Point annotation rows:
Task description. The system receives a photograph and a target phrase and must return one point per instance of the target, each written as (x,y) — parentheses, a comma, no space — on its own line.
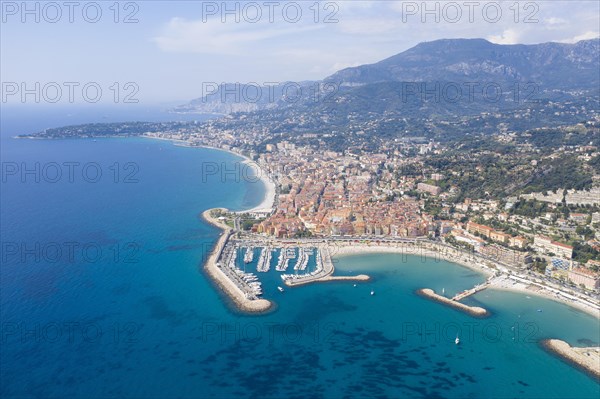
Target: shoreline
(473,264)
(268,202)
(221,280)
(522,288)
(585,359)
(474,311)
(361,249)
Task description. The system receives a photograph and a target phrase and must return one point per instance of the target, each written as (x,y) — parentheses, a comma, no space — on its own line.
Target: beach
(219,277)
(258,174)
(268,203)
(475,311)
(423,249)
(513,284)
(508,283)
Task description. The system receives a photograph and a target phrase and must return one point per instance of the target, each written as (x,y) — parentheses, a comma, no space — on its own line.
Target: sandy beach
(221,280)
(512,283)
(339,250)
(475,311)
(268,202)
(587,359)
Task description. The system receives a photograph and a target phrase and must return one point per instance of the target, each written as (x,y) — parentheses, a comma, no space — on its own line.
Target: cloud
(215,37)
(508,36)
(585,36)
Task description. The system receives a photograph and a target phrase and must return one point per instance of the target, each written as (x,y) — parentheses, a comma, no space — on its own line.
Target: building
(500,237)
(586,277)
(518,242)
(578,217)
(545,244)
(428,188)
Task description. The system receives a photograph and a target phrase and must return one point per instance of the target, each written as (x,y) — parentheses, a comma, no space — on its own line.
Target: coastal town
(522,208)
(552,238)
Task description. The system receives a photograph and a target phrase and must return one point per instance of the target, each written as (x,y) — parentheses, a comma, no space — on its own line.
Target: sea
(102,293)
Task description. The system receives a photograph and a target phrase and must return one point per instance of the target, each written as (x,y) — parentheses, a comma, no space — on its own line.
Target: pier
(474,290)
(475,311)
(585,359)
(235,285)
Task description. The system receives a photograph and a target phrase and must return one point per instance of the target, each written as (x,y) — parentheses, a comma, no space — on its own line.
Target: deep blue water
(128,312)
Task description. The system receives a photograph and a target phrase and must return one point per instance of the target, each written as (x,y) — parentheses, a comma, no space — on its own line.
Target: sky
(163,53)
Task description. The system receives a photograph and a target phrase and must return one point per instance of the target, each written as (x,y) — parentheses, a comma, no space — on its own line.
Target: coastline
(427,250)
(474,311)
(531,289)
(586,359)
(472,263)
(220,279)
(340,251)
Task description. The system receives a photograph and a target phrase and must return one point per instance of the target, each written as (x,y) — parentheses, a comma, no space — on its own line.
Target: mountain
(519,73)
(551,65)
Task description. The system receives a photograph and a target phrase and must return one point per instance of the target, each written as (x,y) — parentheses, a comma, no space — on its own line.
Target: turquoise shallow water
(148,323)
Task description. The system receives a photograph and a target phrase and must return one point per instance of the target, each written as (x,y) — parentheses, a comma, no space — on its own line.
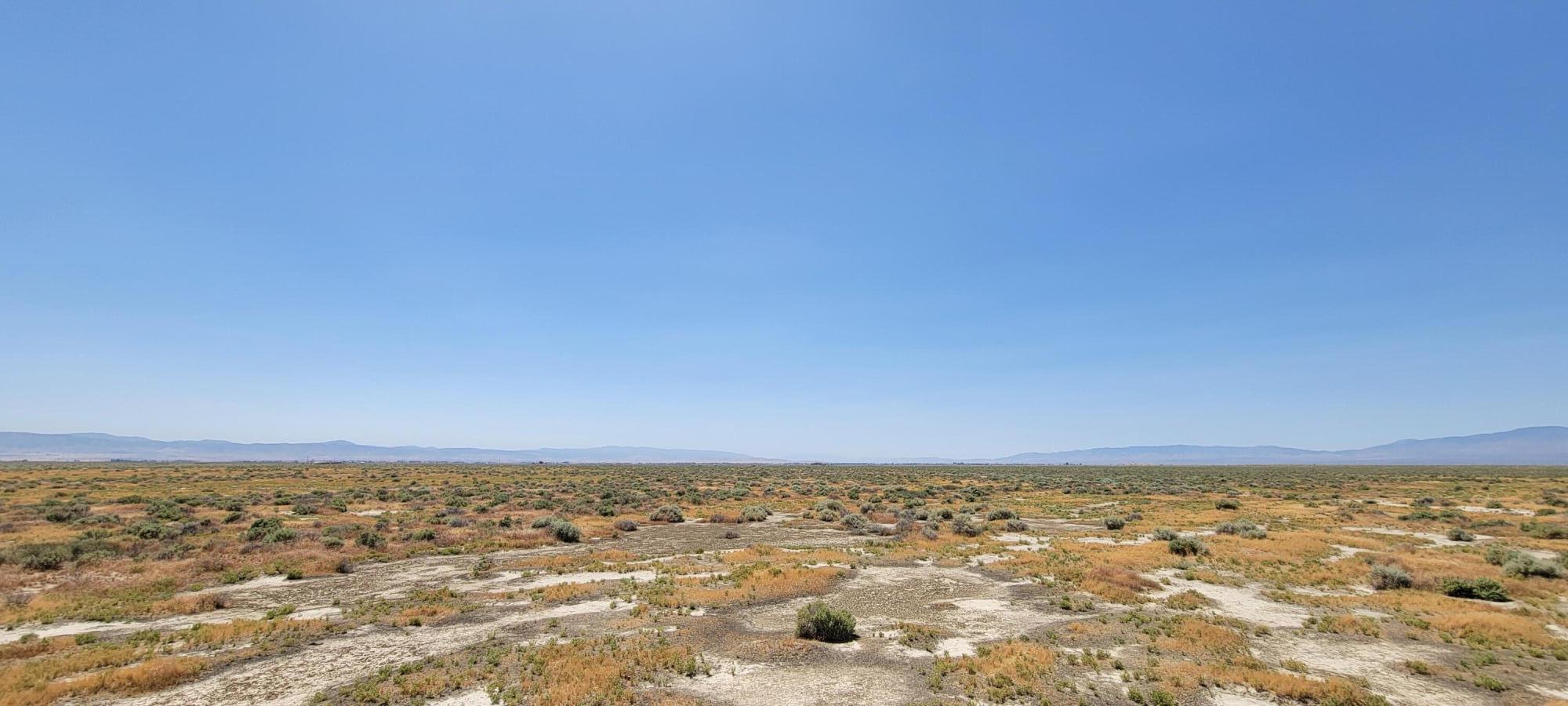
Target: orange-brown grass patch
(564,592)
(746,584)
(250,630)
(559,674)
(763,553)
(1014,669)
(575,562)
(1194,636)
(192,605)
(1257,675)
(1189,600)
(1116,584)
(1349,625)
(32,683)
(1495,628)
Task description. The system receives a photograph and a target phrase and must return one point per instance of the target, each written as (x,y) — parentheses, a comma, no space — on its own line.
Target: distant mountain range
(1520,448)
(106,448)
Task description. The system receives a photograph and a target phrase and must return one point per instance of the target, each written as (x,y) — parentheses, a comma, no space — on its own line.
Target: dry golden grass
(1014,669)
(1349,625)
(1283,685)
(208,635)
(31,685)
(1116,584)
(561,674)
(1189,600)
(1495,628)
(749,584)
(1196,636)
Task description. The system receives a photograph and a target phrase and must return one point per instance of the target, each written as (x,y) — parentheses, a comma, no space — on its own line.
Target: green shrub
(1189,547)
(261,530)
(1388,577)
(1243,528)
(565,531)
(42,556)
(1525,566)
(1483,589)
(669,514)
(821,622)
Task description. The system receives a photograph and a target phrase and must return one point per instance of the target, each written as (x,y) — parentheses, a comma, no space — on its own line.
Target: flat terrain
(391,584)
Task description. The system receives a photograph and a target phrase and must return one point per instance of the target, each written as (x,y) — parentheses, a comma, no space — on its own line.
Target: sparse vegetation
(184,542)
(821,622)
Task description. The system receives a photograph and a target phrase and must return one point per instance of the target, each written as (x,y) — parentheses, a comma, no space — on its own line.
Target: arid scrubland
(390,584)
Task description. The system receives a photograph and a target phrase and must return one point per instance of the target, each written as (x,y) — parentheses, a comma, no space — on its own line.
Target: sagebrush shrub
(821,622)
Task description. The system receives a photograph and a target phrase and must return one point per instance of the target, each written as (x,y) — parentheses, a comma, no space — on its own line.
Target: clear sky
(785,228)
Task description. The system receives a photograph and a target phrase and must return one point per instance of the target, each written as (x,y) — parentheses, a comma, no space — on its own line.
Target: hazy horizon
(852,230)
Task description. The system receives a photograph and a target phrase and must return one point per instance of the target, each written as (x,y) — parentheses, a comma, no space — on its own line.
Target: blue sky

§ Problem statement:
Return every line of the rows above that contains the word "water".

§ Answer to this exercise:
Target: deep blue water
Target: turquoise shallow water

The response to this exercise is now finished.